[[ Records supplied, beginning ]]
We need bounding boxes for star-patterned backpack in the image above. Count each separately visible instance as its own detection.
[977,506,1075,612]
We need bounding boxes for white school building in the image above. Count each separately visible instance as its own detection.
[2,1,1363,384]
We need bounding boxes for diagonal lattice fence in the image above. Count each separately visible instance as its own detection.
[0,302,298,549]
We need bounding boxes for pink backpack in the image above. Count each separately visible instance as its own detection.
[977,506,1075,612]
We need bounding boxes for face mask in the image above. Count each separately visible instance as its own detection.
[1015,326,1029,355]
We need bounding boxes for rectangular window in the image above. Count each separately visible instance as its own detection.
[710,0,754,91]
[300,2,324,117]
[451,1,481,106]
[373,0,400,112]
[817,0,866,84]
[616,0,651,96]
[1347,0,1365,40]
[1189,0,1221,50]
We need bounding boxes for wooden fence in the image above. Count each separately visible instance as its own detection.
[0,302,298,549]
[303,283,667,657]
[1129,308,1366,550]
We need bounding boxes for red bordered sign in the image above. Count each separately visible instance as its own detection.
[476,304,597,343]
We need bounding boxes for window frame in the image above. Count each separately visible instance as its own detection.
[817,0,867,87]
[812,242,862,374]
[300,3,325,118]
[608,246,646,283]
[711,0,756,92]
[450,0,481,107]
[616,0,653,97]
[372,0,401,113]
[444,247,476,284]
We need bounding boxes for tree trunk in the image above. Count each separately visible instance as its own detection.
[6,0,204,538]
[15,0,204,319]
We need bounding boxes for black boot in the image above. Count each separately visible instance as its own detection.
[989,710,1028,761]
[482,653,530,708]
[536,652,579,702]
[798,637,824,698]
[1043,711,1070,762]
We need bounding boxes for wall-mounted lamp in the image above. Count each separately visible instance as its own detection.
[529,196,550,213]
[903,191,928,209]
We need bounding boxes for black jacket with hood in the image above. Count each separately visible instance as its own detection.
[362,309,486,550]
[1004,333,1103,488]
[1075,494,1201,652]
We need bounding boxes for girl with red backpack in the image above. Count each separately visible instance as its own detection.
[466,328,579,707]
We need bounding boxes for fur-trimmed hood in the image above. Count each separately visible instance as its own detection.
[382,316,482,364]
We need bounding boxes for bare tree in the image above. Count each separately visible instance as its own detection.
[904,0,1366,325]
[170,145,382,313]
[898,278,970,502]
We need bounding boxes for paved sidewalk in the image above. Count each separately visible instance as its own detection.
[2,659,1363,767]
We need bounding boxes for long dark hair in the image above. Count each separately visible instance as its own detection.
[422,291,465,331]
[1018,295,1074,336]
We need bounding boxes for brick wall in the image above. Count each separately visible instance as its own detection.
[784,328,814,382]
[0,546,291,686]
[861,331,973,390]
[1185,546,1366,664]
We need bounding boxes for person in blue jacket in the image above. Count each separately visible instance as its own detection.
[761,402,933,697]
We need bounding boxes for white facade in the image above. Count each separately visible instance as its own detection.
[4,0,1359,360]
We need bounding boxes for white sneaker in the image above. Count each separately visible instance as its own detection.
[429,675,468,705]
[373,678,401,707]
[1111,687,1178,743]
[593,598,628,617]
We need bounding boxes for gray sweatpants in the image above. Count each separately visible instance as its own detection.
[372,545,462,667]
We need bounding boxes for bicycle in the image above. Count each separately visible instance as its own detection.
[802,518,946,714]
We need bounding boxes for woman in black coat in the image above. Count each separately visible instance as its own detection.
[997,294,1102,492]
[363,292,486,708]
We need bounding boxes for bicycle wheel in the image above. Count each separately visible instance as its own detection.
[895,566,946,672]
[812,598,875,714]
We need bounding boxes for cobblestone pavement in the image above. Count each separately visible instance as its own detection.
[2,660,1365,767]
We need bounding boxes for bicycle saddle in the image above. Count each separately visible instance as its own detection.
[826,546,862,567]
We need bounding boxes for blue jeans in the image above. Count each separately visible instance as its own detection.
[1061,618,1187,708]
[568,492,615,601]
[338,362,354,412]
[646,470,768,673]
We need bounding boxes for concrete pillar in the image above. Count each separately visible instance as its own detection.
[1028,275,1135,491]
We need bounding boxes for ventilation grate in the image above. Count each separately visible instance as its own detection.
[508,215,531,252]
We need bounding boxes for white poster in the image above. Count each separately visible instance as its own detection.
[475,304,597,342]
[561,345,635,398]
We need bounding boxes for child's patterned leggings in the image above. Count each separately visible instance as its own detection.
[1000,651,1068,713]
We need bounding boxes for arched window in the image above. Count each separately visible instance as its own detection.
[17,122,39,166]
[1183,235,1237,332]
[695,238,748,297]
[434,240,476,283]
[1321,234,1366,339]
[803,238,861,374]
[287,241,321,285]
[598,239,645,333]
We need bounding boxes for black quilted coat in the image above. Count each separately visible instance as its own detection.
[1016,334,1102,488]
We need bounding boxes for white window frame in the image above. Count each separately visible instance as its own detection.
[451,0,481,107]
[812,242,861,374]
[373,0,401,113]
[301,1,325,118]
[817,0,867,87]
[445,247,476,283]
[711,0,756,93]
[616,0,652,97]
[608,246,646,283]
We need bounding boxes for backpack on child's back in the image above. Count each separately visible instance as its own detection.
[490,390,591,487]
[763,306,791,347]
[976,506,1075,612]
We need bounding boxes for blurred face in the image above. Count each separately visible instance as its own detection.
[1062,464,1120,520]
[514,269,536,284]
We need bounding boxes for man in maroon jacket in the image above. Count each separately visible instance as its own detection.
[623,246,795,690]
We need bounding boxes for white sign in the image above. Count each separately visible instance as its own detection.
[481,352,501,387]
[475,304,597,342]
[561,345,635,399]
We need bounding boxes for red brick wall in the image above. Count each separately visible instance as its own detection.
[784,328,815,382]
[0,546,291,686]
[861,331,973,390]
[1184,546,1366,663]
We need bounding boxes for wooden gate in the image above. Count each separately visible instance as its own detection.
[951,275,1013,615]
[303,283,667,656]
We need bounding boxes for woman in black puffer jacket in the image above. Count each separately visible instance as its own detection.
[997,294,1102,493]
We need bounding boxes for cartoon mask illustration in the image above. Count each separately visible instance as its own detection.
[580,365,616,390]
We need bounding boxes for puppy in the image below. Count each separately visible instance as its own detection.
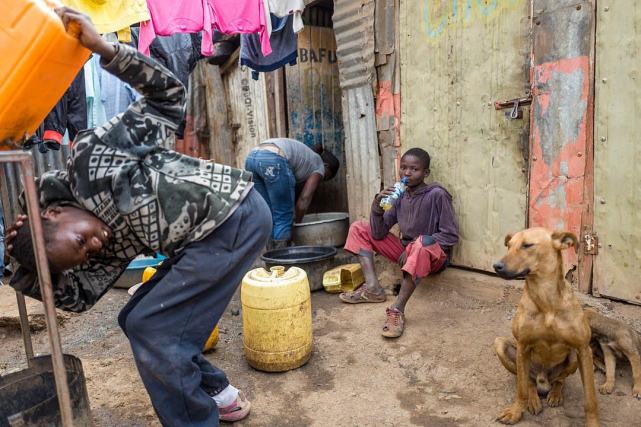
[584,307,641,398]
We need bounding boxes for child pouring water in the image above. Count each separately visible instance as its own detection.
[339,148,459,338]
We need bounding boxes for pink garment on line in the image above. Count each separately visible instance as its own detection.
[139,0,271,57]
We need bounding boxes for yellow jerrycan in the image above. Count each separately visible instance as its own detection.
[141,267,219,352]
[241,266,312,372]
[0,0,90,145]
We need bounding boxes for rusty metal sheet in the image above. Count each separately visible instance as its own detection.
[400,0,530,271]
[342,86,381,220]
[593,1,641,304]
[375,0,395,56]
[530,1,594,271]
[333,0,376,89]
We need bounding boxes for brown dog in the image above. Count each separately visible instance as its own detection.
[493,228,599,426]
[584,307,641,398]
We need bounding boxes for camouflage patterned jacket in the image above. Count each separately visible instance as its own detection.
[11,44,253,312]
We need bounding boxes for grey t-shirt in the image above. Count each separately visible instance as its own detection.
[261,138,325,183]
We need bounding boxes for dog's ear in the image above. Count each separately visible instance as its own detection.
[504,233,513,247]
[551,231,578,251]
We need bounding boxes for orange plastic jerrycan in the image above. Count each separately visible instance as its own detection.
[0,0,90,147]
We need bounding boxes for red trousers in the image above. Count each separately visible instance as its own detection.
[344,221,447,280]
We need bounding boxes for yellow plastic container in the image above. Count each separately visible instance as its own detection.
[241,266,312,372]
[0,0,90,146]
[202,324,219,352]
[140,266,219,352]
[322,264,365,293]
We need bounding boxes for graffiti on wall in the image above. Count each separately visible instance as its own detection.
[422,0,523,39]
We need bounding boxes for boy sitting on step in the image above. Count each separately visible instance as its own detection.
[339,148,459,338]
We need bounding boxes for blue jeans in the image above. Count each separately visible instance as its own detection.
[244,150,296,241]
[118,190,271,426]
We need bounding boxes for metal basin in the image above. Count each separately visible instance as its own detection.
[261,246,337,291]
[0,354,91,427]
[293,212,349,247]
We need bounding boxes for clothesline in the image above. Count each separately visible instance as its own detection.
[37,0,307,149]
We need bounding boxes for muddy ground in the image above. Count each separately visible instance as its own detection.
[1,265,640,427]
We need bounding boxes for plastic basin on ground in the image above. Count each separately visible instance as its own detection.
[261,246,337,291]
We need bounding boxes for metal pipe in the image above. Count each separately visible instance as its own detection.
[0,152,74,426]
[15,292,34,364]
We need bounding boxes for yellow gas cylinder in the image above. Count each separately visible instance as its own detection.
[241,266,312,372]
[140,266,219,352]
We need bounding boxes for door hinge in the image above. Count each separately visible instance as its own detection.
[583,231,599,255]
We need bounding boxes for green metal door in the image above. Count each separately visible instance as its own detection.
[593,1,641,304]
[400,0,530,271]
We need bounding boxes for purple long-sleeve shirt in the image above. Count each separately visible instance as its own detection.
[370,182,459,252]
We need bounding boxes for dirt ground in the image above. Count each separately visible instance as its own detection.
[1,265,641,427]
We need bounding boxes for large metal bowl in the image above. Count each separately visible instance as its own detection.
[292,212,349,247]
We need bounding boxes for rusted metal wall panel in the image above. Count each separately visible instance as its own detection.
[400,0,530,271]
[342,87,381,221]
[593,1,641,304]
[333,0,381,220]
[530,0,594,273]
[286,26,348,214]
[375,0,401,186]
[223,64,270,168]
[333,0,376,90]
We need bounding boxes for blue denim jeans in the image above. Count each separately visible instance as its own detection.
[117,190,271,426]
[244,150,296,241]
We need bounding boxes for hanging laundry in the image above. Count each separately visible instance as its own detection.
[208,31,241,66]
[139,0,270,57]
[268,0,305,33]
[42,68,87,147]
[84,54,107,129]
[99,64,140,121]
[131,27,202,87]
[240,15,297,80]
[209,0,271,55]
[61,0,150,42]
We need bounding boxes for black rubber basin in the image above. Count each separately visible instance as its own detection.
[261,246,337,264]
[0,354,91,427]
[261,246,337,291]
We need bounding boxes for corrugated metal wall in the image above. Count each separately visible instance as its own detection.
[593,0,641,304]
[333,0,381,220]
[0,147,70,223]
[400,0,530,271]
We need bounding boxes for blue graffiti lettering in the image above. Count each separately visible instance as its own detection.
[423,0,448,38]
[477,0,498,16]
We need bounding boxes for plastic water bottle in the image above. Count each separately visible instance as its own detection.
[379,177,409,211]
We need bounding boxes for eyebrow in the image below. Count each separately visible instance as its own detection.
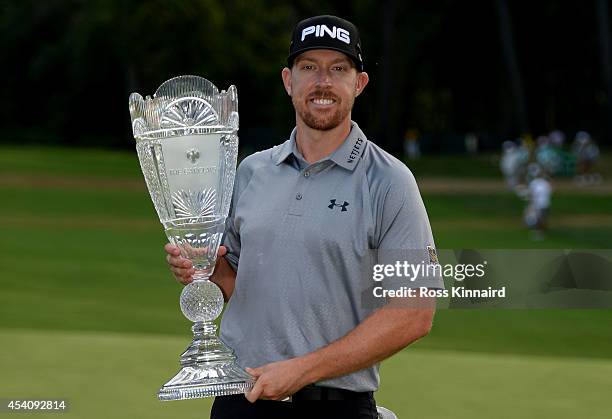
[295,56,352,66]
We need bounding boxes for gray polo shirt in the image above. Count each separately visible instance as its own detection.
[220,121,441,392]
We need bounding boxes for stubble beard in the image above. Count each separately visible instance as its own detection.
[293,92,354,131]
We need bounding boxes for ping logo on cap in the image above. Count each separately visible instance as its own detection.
[[ Records supplied, end ]]
[Exercise details] Every line from the one containing "We need bounding boxes for hanging" to the final line of the records must be transcribed exactly, both ends included, with the pictures left out.

[Answer box]
We need bounding boxes for hanging laundry in the image above. Count each separately visible instance as its own detection.
[208,31,241,66]
[139,0,270,57]
[268,0,305,33]
[42,68,87,147]
[84,54,107,129]
[99,64,140,121]
[131,27,202,87]
[240,15,297,80]
[209,0,271,55]
[61,0,150,42]
We need bounding boxes for black rubber basin in the image above. Count each separately visible instance as its own detection.
[261,246,337,264]
[0,354,91,427]
[261,246,337,291]
We need bounding boxes for corrugated metal wall in the image above. Count each separately visible instance as its own detection.
[593,0,641,304]
[333,0,381,220]
[0,147,70,223]
[400,0,530,271]
We need bounding boxes for blue graffiti lettering in the image above. Count each separately visible instance as its own detection.
[423,0,448,38]
[477,0,498,16]
We need bounding boxes for plastic water bottle in the image above. Count each separately visible instance as its own detection.
[379,177,409,211]
We need bounding boxes for eyebrow in the image below. Count each separately visible instance as its own detection.
[295,56,352,66]
We need bounding boxes for gray polo shirt in the image above. Count each separately visible instance as its own detection.
[220,121,441,392]
We need bounding boxes for stubble beard in the image above. Count each separately visible instance as its own detection.
[293,92,354,131]
We need bounding boxes for ping logo on cap in the image above. Count each separately visible instance as its own detection.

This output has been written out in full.